TEXTE À LIRE ::
_____
Karine Tuil possède deux
registres. Pour le dire vite : la légèreté et l’humour d’une part, la
gravité de l’autre. Son neuvième roman, L’invention de nos vies, appartient au second pan de son œuvre, dont il est
probablement, à ce jour, la plus belle réussite. Ample et dense, il fouille en
profondeur l’histoire de deux amis inséparables, Samir et Samuel, que la vie a
malgré tout fini par séparer. Le premier, fils d’immigrés tunisiens, installé
aux Etats-Unis, présente toutes les apparences de la réussite sociale mais il a
menti sur ses origines pour se faire une place au soleil et a emprunté en
partie la biographie de Samuel, juif. Celui-ci, qui rêve de devenir un grand
écrivain, va d’échec en échec. Entre eux, il y a Nina. Elle vit avec Samuel
mais a aimé Samir. Les parcours des deux hommes, aujourd’hui très éloignés l’un
de l’autre, sont destinés à se croiser à nouveau et à évoluer de manière
inattendue. C’est puissant, passionnant, d’une intelligence sensible à travers
laquelle tous les éléments du roman se mettent en place avec naturel.
_____
[Entrées d'un jeu de données de pointage]
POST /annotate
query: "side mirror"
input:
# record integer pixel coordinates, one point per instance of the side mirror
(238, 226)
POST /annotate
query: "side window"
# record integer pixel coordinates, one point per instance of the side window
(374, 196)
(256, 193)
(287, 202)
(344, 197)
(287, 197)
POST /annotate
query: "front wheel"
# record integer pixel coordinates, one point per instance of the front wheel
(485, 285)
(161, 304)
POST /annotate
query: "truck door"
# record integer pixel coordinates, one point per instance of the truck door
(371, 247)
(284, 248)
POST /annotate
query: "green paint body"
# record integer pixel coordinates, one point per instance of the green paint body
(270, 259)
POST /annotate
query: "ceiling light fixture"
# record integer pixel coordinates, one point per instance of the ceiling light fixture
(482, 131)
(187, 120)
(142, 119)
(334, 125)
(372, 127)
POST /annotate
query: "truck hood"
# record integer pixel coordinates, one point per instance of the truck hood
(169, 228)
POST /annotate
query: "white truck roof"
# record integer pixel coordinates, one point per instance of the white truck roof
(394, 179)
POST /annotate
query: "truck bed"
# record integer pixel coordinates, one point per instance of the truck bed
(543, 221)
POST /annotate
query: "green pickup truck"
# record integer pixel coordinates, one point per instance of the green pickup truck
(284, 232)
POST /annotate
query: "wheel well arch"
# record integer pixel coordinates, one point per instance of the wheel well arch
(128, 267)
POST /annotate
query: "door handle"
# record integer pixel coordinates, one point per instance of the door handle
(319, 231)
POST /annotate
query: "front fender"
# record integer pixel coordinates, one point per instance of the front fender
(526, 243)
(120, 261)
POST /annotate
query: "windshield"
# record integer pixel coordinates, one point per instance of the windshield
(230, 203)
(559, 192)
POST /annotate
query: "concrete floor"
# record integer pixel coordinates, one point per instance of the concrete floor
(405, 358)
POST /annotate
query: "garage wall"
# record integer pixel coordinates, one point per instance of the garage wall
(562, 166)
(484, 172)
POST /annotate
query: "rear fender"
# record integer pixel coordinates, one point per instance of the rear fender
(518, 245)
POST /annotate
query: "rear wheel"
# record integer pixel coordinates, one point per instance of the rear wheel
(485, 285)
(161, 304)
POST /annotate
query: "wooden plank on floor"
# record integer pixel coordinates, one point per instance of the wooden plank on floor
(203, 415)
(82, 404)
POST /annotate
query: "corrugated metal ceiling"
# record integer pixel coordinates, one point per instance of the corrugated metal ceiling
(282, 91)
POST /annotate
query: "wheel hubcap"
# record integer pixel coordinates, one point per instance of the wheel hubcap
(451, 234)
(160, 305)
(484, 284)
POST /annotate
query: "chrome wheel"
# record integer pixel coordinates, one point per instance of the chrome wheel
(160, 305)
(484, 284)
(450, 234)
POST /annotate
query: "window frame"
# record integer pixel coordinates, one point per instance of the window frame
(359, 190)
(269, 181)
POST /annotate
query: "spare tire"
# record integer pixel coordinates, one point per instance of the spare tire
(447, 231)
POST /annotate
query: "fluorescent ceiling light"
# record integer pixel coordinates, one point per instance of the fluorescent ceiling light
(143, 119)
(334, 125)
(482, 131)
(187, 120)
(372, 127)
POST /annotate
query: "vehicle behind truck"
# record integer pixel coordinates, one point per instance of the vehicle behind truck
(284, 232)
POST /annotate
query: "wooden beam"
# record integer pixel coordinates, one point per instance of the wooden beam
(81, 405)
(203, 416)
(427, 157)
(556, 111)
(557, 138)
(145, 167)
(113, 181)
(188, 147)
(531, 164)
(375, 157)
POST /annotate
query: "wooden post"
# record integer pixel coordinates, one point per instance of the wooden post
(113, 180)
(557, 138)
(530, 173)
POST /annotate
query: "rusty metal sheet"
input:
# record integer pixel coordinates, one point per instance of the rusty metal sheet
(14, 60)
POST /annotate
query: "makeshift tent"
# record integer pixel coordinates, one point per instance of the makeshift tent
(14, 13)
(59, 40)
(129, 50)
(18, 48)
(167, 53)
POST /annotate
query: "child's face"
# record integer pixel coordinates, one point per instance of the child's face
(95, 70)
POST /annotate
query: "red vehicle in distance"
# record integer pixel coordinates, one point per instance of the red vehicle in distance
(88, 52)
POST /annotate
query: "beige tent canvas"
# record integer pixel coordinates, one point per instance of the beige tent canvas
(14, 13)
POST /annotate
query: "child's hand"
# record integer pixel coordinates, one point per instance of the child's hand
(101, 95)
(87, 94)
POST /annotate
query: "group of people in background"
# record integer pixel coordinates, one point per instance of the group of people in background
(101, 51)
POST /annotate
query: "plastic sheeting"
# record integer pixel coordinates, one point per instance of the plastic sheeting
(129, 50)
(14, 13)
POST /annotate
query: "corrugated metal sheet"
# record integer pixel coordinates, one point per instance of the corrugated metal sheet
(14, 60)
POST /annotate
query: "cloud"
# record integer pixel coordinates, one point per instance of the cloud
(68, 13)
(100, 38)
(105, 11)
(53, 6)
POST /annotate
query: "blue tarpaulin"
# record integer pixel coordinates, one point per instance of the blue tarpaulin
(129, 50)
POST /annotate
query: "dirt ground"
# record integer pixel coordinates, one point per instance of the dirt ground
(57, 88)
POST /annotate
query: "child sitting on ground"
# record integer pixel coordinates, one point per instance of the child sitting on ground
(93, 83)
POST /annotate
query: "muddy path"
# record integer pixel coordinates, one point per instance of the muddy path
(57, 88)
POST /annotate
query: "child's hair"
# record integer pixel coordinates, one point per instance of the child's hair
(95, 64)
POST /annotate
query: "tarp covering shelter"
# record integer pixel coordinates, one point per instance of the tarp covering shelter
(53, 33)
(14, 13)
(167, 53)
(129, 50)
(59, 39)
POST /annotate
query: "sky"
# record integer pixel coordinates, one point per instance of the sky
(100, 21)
_____
EXERCICE ::
Poursuivez la critique du roman L'invention de nos vies, donnée plus haut, à la suite de sa dernière phrase.

CORRIGÉ ::
Votre écriture est à la fois très travaillée et
très libre. Cela correspond-il à une évolution dans votre travail ?
Je souhaitais écrire un roman sur la brutalité
sociale, un roman qui démonterait les mécanismes de notre société obsédée par
la performance, la réussite et, pour cela, j’ai cherché une langue qui
correspondrait à mon propos, qui traduirait précisément cette violence. J’ai donc
choisi des phrases longues – surtout au début du livre –, une ponctuation particulière avec l’emploi de
barres obliques pour créer du rythme, un souffle, une forme d’élan. La société
nous écrase de ses exigences. Je voulais qu’au début du livre, le lecteur
ressente physiquement cette sensation d’étouffement, cette pression. Que le
texte lui résiste. J’aime qu’un livre mette un peu mal à l’aise, qu’il
déstabilise. L’écriture est rapport de force, déséquilibre, inconfort. Mais une
fois qu’il aura forcé le texte, le lecteur doit être littéralement emporté par
le flux des mots, transporté par l’histoire.
Les notes en bas de page offrent des fragments
biographiques à des personnages qui ne font que passer. C’est une manière de
leur donner une vraie consistance ?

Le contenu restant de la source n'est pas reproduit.